> **TASK DESCRIPTION**
Show each line below that contains the string "blue", treating uppercase and lowercase as different.

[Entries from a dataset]
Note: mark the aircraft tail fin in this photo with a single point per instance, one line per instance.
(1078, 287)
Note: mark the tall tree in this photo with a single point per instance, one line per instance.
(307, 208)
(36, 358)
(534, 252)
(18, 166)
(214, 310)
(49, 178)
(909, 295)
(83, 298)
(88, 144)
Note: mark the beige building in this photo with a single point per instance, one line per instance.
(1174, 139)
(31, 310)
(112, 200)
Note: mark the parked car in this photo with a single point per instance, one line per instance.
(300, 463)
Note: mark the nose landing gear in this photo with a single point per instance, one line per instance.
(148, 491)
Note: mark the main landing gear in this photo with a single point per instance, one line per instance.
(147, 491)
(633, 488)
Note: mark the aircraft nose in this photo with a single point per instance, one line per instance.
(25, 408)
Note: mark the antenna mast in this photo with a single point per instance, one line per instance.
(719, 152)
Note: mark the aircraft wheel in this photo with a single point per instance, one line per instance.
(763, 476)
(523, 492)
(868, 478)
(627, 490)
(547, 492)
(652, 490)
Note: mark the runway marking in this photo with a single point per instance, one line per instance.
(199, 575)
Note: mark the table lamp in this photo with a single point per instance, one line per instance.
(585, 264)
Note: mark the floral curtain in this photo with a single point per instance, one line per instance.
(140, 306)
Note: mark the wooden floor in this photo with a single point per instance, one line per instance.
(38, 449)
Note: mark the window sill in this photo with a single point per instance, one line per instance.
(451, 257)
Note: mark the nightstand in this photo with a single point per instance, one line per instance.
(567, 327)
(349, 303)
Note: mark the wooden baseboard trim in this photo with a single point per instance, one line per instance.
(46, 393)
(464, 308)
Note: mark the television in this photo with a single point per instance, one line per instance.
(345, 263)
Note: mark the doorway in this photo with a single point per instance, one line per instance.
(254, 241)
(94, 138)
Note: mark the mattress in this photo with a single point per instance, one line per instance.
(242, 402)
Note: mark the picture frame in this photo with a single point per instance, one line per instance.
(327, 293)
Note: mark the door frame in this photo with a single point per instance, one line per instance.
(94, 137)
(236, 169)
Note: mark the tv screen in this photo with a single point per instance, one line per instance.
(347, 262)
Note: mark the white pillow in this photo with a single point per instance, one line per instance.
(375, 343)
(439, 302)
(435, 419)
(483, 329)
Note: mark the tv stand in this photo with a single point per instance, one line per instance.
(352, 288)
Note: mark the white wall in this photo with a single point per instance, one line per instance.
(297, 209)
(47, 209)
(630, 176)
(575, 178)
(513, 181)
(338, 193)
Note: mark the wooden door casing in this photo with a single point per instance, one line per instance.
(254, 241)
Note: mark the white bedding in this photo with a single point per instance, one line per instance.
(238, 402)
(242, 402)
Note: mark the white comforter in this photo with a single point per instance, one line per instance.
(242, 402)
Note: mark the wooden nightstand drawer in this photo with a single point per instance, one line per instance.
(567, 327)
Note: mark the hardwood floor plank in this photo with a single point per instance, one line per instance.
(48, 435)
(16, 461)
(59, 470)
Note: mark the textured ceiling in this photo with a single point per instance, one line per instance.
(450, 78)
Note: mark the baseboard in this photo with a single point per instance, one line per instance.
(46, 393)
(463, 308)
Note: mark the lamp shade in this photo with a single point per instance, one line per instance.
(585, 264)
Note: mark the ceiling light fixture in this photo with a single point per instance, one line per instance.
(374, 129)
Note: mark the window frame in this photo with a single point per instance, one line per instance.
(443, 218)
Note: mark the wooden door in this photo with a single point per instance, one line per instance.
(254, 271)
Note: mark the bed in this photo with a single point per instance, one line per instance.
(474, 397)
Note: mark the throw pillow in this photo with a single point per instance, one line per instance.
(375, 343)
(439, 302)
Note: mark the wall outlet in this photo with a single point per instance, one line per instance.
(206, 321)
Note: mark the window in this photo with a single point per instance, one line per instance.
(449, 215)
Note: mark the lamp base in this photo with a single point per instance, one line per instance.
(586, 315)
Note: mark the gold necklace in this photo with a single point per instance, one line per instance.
* * *
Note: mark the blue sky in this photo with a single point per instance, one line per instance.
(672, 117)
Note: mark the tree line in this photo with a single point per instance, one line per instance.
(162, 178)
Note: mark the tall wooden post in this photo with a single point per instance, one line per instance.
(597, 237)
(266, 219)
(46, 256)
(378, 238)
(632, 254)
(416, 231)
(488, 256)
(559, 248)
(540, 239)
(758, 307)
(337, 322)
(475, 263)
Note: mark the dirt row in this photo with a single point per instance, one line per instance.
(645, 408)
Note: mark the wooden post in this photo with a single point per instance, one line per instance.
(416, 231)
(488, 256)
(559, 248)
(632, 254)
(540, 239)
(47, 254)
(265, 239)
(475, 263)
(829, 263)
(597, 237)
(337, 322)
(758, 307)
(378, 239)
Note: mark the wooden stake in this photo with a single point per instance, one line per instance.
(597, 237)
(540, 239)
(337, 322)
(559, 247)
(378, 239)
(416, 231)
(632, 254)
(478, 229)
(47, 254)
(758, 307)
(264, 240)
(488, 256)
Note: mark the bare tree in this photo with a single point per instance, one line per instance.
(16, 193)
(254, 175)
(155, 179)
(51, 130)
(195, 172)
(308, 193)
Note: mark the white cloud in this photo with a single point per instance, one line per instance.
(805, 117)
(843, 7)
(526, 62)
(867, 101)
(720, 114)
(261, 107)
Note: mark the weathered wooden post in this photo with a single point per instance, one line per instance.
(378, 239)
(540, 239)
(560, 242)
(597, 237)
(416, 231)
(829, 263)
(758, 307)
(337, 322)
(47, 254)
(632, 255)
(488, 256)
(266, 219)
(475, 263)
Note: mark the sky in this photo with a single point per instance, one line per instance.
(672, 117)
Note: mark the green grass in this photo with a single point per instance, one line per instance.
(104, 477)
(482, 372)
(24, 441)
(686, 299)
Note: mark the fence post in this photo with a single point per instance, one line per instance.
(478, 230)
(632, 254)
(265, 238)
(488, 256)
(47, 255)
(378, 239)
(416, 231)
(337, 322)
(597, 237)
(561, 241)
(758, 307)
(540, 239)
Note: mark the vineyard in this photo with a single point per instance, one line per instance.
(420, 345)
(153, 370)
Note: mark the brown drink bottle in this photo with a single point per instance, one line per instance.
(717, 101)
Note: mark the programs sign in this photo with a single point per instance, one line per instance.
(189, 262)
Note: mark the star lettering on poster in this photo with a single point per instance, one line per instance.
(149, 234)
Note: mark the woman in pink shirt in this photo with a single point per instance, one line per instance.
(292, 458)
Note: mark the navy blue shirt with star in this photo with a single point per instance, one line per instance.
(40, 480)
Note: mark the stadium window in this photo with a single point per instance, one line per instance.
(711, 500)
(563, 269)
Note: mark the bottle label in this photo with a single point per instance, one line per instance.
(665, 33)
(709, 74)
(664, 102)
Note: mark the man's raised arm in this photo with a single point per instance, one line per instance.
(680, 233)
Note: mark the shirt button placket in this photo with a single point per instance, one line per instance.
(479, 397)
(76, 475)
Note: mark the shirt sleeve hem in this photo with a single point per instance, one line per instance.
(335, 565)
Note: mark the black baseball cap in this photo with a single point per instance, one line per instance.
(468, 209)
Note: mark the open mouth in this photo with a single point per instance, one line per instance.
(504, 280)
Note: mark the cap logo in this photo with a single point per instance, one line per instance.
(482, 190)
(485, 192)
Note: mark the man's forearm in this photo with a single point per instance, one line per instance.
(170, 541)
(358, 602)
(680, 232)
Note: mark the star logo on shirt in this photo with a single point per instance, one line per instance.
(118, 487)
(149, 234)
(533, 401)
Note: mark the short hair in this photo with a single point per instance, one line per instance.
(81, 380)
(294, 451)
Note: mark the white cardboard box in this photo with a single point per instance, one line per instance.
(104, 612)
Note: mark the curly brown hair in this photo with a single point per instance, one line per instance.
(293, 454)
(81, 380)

> **CORRECT RESULT**
Note: mark the blue sky in this photo with a single point per instance, one line per instance.
Note: mark the navy blue shirt with star in this photo with a single point per instance, one line per instance.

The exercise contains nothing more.